What the task asks:
Every record needs to be restated word for word.

Data extracts:
○ ○ ○ ○ ○ ○ ○

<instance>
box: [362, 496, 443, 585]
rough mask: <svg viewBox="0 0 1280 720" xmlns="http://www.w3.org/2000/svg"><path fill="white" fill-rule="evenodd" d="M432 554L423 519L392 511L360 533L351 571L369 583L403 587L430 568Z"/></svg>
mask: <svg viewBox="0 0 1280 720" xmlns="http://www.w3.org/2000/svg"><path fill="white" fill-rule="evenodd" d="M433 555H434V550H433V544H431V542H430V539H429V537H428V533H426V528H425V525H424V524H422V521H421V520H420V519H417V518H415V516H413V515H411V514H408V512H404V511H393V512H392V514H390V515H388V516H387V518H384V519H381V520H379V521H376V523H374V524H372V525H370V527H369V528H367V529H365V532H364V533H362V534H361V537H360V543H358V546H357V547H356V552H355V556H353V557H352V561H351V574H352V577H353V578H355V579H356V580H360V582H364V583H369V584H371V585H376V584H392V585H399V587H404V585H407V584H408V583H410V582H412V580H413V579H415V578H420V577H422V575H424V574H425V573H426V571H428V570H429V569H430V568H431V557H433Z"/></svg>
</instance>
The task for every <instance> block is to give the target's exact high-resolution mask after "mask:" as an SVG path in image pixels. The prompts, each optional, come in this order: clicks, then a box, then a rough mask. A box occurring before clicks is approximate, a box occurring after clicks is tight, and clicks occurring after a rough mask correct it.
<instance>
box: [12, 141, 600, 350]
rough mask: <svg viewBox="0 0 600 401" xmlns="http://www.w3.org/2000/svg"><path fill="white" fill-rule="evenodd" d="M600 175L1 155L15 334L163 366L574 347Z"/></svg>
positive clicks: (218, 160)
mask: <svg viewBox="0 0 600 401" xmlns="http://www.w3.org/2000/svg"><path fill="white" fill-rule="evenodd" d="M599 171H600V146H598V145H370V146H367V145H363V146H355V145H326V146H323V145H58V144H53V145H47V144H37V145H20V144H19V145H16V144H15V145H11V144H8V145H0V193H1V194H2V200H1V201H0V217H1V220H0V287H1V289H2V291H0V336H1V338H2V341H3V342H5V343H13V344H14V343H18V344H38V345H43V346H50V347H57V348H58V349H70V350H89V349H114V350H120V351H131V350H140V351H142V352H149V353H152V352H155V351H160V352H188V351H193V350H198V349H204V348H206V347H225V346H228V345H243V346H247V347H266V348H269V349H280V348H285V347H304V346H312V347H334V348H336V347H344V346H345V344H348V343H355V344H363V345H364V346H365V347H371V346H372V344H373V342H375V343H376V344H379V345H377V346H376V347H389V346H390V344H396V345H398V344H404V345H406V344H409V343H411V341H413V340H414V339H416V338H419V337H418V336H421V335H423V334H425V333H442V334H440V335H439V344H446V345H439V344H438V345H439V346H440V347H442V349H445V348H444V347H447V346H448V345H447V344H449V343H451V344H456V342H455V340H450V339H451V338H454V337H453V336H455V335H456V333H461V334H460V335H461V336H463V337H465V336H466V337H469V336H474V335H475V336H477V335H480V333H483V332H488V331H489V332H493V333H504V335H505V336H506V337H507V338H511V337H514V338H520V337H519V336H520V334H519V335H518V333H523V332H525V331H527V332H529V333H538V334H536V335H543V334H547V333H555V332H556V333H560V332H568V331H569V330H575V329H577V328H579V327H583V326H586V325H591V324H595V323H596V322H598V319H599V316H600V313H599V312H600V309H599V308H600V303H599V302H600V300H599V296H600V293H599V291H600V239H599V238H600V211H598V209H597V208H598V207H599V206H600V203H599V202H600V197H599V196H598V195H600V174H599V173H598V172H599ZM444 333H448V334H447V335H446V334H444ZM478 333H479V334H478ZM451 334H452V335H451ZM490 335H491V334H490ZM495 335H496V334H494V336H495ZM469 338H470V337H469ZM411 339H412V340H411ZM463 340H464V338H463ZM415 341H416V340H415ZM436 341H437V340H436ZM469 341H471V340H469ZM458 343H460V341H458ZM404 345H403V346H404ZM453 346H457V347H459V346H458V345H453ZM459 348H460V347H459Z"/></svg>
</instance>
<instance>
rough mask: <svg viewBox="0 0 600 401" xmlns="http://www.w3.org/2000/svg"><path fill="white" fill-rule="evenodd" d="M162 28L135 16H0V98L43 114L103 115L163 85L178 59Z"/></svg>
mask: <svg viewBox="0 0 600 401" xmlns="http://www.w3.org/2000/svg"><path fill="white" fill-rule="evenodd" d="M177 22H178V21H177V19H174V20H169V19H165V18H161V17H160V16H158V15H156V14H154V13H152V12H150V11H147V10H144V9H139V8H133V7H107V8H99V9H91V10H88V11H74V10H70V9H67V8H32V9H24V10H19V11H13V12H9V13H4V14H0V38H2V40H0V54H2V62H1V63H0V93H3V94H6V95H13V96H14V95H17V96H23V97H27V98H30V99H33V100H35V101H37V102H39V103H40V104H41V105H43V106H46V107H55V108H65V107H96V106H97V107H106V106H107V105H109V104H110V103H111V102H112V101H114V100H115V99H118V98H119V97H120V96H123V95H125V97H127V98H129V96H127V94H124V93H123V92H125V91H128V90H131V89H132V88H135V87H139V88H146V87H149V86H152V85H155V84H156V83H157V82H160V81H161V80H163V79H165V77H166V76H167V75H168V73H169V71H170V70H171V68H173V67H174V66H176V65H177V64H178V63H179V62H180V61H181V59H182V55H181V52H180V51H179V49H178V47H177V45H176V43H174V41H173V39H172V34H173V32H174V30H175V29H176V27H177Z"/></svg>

○ ○ ○ ○ ○ ○ ○

Answer for this exercise:
<instance>
box: [362, 496, 443, 585]
rough mask: <svg viewBox="0 0 1280 720" xmlns="http://www.w3.org/2000/svg"><path fill="white" fill-rule="evenodd" d="M432 554L423 519L392 511L360 533L351 571L369 583L403 587L430 568Z"/></svg>
mask: <svg viewBox="0 0 1280 720" xmlns="http://www.w3.org/2000/svg"><path fill="white" fill-rule="evenodd" d="M433 555H434V550H433V544H431V542H430V539H429V537H428V533H426V528H425V525H424V524H422V521H421V520H420V519H417V518H415V516H413V515H411V514H408V512H404V511H393V512H392V514H390V515H388V516H387V518H384V519H381V520H379V521H376V523H374V524H372V525H370V527H369V528H367V529H365V532H364V533H362V534H361V537H360V543H358V546H357V547H356V552H355V556H353V557H352V561H351V574H352V577H353V578H355V579H356V580H360V582H364V583H369V584H371V585H376V584H392V585H399V587H404V585H407V584H408V583H410V582H412V580H413V579H415V578H420V577H422V575H424V574H425V573H426V571H428V570H429V569H430V568H431V557H433Z"/></svg>
</instance>
The task for every <instance> block is to give the target's exact high-resolution mask after "mask:" as an SVG path in image pixels. The prompts, each optional, come in this order: clicks, then a box, then a rough mask. A box occurring before clicks is approximate, a box occurring after clicks is tight, and clicks occurring after a rough mask correct it.
<instance>
box: [12, 141, 600, 350]
rough mask: <svg viewBox="0 0 600 401" xmlns="http://www.w3.org/2000/svg"><path fill="white" fill-rule="evenodd" d="M600 175L1 155L15 334L163 366L574 347Z"/></svg>
positive clicks: (218, 160)
mask: <svg viewBox="0 0 600 401" xmlns="http://www.w3.org/2000/svg"><path fill="white" fill-rule="evenodd" d="M599 171H600V146H598V145H370V146H367V145H363V146H355V145H326V146H323V145H58V144H53V145H47V144H37V145H20V144H19V145H16V144H15V145H11V144H8V145H0V193H1V194H2V200H1V201H0V217H1V220H0V287H1V289H2V291H0V336H1V338H2V341H3V342H5V343H13V344H14V343H18V344H38V345H43V346H50V347H57V348H58V349H70V350H89V349H114V350H120V351H131V350H140V351H142V352H149V353H152V352H155V351H160V352H188V351H193V350H198V349H204V348H206V347H225V346H228V345H243V346H247V347H266V348H269V349H280V348H285V347H304V346H312V347H334V348H336V347H344V346H345V344H348V343H355V344H363V345H364V346H365V347H371V346H372V344H373V342H375V343H376V344H379V345H377V346H376V347H389V346H390V344H396V345H398V344H404V345H406V344H409V343H411V341H413V340H414V339H416V338H419V337H418V336H421V335H423V334H425V333H442V334H440V335H439V344H446V345H439V344H438V345H439V346H440V347H442V349H445V348H444V347H447V346H448V345H447V344H449V343H451V344H456V342H455V340H450V339H451V338H454V337H453V336H455V335H456V333H461V334H460V335H461V336H463V337H465V336H466V337H469V336H474V335H475V336H477V335H480V333H483V332H488V331H489V332H493V333H504V335H505V336H506V337H507V338H511V337H514V338H520V337H519V336H520V334H519V335H518V333H523V332H525V331H527V332H529V333H538V334H536V335H543V334H547V333H555V332H556V333H560V332H568V331H569V330H575V329H577V328H579V327H583V326H586V325H591V324H595V323H596V322H598V319H599V316H600V313H599V312H600V309H599V308H600V303H599V302H600V300H599V296H600V293H599V291H600V239H599V238H600V211H598V209H597V208H598V207H599V206H600V203H599V202H600V197H599V196H598V195H600V174H599V173H598V172H599ZM444 333H448V334H447V335H446V334H444ZM478 333H479V334H478ZM451 334H452V335H451ZM490 335H491V334H490ZM495 335H496V334H494V336H495ZM469 338H470V337H469ZM411 339H412V340H411ZM463 340H464V338H463ZM415 341H416V340H415ZM436 341H437V340H436ZM469 341H471V340H469ZM458 343H460V341H458ZM404 345H403V346H404ZM453 346H457V347H459V346H458V345H453ZM459 348H460V347H459Z"/></svg>
</instance>
<instance>
rough mask: <svg viewBox="0 0 600 401" xmlns="http://www.w3.org/2000/svg"><path fill="white" fill-rule="evenodd" d="M162 28L135 16H0V98L43 114L103 115L163 85L178 59Z"/></svg>
mask: <svg viewBox="0 0 600 401" xmlns="http://www.w3.org/2000/svg"><path fill="white" fill-rule="evenodd" d="M177 22H178V21H177V19H174V20H169V19H165V18H161V17H160V16H158V15H156V14H154V13H152V12H150V11H147V10H144V9H139V8H133V7H107V8H99V9H91V10H88V11H74V10H70V9H67V8H32V9H24V10H19V11H13V12H9V13H4V14H0V38H2V40H0V54H2V62H1V63H0V93H3V94H6V95H13V96H14V95H17V96H23V97H27V98H30V99H33V100H35V101H37V102H39V103H40V104H41V105H43V106H46V107H55V108H65V107H96V106H97V107H106V106H107V105H109V104H110V103H111V102H112V101H114V100H115V99H118V98H119V97H120V96H123V95H125V97H127V98H129V96H127V94H124V93H123V92H125V91H128V90H131V89H132V88H135V87H139V88H146V87H149V86H152V85H155V84H156V83H157V82H160V81H161V80H163V79H165V77H166V76H167V75H168V73H169V71H170V70H171V68H173V67H174V66H176V65H177V64H178V63H179V62H180V61H181V59H182V55H181V52H180V51H179V49H178V47H177V45H176V43H174V41H173V39H172V34H173V32H174V30H175V29H176V27H177Z"/></svg>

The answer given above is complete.